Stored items

** start **

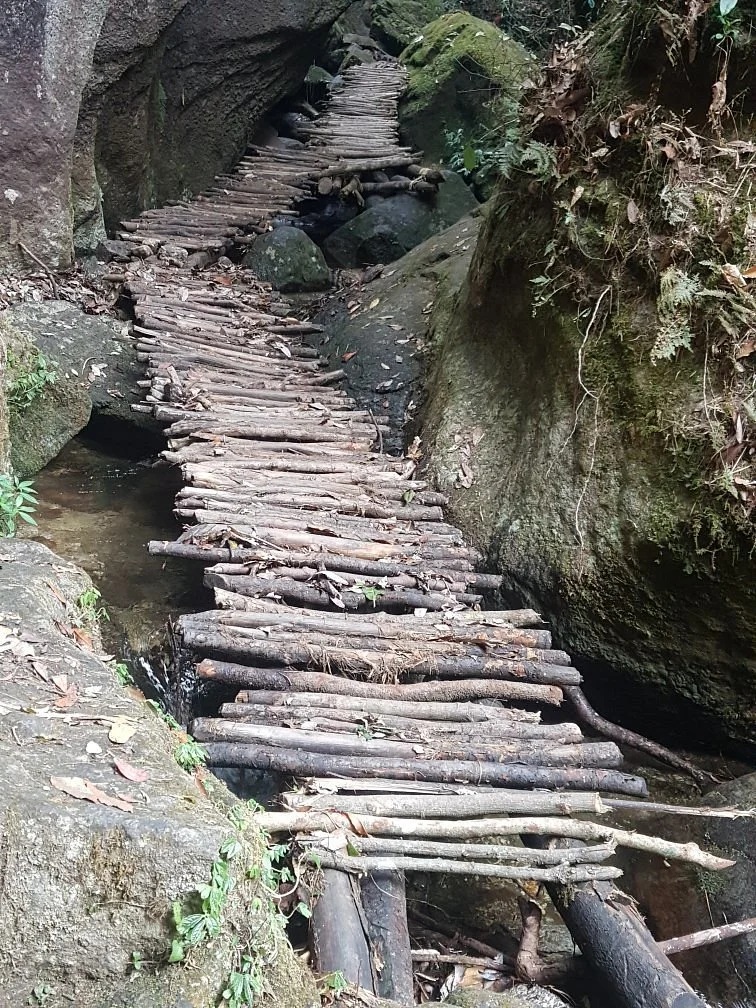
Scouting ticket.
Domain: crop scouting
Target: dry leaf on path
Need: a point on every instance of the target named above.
(78, 787)
(130, 772)
(733, 275)
(121, 731)
(69, 699)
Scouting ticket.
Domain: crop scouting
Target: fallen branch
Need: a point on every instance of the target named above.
(563, 874)
(712, 934)
(535, 826)
(622, 735)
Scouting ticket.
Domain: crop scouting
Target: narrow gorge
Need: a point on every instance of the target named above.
(376, 500)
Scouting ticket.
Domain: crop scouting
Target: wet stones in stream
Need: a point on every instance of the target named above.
(87, 886)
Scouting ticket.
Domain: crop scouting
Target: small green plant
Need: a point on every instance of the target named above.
(725, 22)
(17, 503)
(333, 983)
(27, 377)
(123, 674)
(90, 610)
(189, 754)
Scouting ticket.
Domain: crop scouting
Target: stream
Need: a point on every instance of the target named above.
(100, 510)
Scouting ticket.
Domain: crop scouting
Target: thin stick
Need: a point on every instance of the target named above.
(672, 946)
(47, 270)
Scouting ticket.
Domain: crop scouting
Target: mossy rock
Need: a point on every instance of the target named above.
(396, 23)
(459, 66)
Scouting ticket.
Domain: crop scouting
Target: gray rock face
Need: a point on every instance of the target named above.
(390, 227)
(290, 261)
(117, 105)
(96, 372)
(85, 887)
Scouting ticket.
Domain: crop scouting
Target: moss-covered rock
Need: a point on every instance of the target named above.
(396, 23)
(458, 67)
(289, 260)
(600, 362)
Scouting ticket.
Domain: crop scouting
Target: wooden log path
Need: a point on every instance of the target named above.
(350, 640)
(358, 134)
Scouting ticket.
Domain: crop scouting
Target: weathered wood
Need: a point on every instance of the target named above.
(709, 936)
(339, 938)
(483, 852)
(435, 711)
(562, 874)
(525, 753)
(418, 730)
(385, 910)
(304, 764)
(537, 825)
(615, 941)
(322, 682)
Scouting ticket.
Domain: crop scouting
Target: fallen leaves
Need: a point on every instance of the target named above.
(121, 731)
(79, 787)
(130, 772)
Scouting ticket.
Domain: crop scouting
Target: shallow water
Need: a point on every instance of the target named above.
(100, 510)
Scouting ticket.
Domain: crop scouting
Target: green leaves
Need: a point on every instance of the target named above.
(17, 503)
(27, 377)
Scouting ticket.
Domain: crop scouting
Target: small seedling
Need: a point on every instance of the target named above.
(123, 674)
(17, 503)
(90, 610)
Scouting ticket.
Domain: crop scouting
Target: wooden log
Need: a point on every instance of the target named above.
(616, 943)
(444, 711)
(442, 629)
(385, 846)
(385, 905)
(322, 682)
(355, 656)
(592, 754)
(339, 939)
(304, 764)
(536, 825)
(444, 657)
(415, 729)
(709, 936)
(562, 874)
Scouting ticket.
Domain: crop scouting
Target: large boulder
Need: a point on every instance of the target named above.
(464, 76)
(396, 23)
(289, 260)
(117, 105)
(383, 325)
(95, 371)
(88, 887)
(600, 362)
(678, 899)
(391, 226)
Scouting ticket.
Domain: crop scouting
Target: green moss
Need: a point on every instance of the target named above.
(456, 40)
(457, 69)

** end **

- _WRITTEN EXERCISE_: From the records given above, reproduce all text exactly and exclude each picture.

- _EXERCISE RESULT_:
Scouting ticket.
Domain: crop scouting
Target: dry leaf on path
Need: a point on every instance of the target named above.
(78, 787)
(130, 772)
(733, 275)
(121, 731)
(69, 699)
Scouting ticket.
Domain: crop scouting
Target: fallen branch
Need: a point on every instance of the target named above.
(563, 874)
(712, 934)
(535, 826)
(622, 735)
Scouting ticket.
Domain: crop scouting
Target: narrow gorge
Need: a point on every instance of the target named above.
(376, 500)
Scouting ticket.
Domain: crop scouting
Target: wet stones in stream
Need: a point on every instance of the target named above.
(87, 886)
Scouting ticket.
Domain: crop scouting
Target: small green plant
Need: a point on every instance of the target named above.
(725, 22)
(17, 503)
(333, 983)
(27, 377)
(123, 674)
(90, 610)
(189, 754)
Scouting ticket.
Domain: crop scouting
Target: stream
Need: a point on every instance of the target named above.
(100, 510)
Scouting ticket.
Domain: crop scouting
Target: thin stick
Need: a point on every instance of the target named above.
(672, 946)
(47, 270)
Scouting ticket.
Domain: crop scouting
Target: mossy rock
Need: a point on every instance of the target named above.
(396, 23)
(459, 66)
Scouting ticket.
Domain: crop scouting
Target: gray rock face
Need: a point on every instance of the target named above.
(390, 227)
(290, 261)
(117, 105)
(96, 372)
(85, 887)
Scouting ticket.
Domain: crop scouting
Target: moss-covered rock
Need: a point on every instance of the target named above.
(396, 23)
(458, 67)
(289, 260)
(600, 362)
Scouting ticket.
Domain: crop scouting
Target: wooden log path
Need: a point on every instance of the target named above.
(350, 640)
(358, 134)
Scouting ticket.
Domain: crop scouting
Target: weathered wood
Need: a point on every instance of the target named above.
(709, 936)
(339, 938)
(483, 852)
(435, 711)
(562, 874)
(525, 753)
(418, 730)
(385, 910)
(304, 764)
(537, 825)
(615, 941)
(322, 682)
Scouting ticket.
Domain: crop scouting
Target: fallen leaves
Need: a point on every instance of the target named above.
(121, 731)
(79, 787)
(130, 772)
Scouting ticket.
Domain: crop scouting
Target: shallow water
Need: a point on every instance of the target named above.
(100, 510)
Scouting ticket.
Domain: crop scouting
Target: green leaves
Need: a point on every instance of the target named above.
(17, 503)
(27, 377)
Scouting ticket.
Domain: crop scouting
Target: small seedling
Need: a point on every instance of the target named above.
(123, 674)
(17, 503)
(90, 610)
Scouting ticket.
Domain: crop scouting
Target: wooden log
Need: a point on every instance of the target named above.
(616, 943)
(444, 711)
(442, 629)
(385, 846)
(385, 905)
(322, 682)
(355, 656)
(592, 754)
(339, 939)
(304, 764)
(536, 825)
(444, 657)
(415, 729)
(709, 936)
(562, 874)
Scouting ticket.
Domain: crop scouting
Target: large boulder
Need: a point on every instance of the target named above.
(464, 76)
(396, 23)
(289, 260)
(117, 105)
(383, 325)
(95, 371)
(88, 887)
(600, 362)
(678, 899)
(391, 226)
Scouting ticket.
Domain: crop scouting
Target: green moss
Need: a point on every instance of the target named above.
(456, 40)
(457, 69)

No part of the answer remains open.